(Requirement): Output exactly, please, the lines of the records below from the one containing "Target: brown sea lion" through the final line.

(Information provided):
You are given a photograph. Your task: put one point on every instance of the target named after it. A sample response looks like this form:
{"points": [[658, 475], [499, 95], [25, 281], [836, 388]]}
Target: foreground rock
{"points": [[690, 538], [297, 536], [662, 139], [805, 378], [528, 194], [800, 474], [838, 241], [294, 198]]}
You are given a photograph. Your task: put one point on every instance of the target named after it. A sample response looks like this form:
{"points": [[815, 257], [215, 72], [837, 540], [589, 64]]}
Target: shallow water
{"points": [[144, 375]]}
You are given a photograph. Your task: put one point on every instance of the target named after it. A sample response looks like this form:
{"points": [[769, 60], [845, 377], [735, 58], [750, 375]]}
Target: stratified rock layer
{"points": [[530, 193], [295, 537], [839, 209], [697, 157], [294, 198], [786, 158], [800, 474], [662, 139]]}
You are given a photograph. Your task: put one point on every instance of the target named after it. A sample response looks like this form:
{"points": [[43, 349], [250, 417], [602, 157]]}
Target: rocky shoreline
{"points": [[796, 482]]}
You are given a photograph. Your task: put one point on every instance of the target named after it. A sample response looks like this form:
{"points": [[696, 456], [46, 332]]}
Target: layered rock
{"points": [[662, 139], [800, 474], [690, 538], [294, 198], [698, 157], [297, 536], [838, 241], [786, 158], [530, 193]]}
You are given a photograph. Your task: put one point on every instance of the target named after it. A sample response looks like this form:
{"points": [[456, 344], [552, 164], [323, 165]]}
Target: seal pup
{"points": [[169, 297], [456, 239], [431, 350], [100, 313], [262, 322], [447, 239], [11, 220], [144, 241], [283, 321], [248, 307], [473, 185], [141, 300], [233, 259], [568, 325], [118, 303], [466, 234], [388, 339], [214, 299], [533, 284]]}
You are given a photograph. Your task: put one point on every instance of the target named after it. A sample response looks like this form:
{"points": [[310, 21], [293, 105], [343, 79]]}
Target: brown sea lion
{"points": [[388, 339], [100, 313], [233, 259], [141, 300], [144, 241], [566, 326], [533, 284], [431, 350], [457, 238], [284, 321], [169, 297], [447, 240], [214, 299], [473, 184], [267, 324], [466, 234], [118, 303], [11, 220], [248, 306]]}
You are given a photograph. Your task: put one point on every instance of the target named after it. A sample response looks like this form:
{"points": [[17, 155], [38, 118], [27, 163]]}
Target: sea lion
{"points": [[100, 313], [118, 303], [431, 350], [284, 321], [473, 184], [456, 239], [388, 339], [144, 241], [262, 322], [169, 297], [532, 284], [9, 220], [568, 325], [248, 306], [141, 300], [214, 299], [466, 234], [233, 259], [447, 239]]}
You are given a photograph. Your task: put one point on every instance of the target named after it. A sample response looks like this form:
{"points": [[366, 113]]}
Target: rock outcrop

(Output for this task):
Target: brown sea lion
{"points": [[388, 339], [100, 313], [233, 259], [141, 300], [144, 241], [566, 326], [533, 284], [431, 350], [457, 238], [284, 321], [169, 297], [447, 240], [214, 299], [473, 184], [267, 324], [466, 234], [118, 303], [11, 220], [248, 306]]}
You are given a photograph. Your task: put one point on every instance of the target named after it. A sample response looks like this form:
{"points": [[17, 155], [38, 118], [27, 163]]}
Target: sea lion
{"points": [[100, 313], [118, 303], [431, 350], [284, 321], [473, 184], [456, 239], [388, 339], [144, 241], [262, 322], [169, 297], [532, 284], [9, 220], [568, 325], [248, 306], [141, 300], [214, 299], [466, 234], [233, 259], [447, 239]]}
You are given a photograph. Your task: put one point on every instance of the target named after it. A sample response looks like this form:
{"points": [[366, 113]]}
Target: rock outcrop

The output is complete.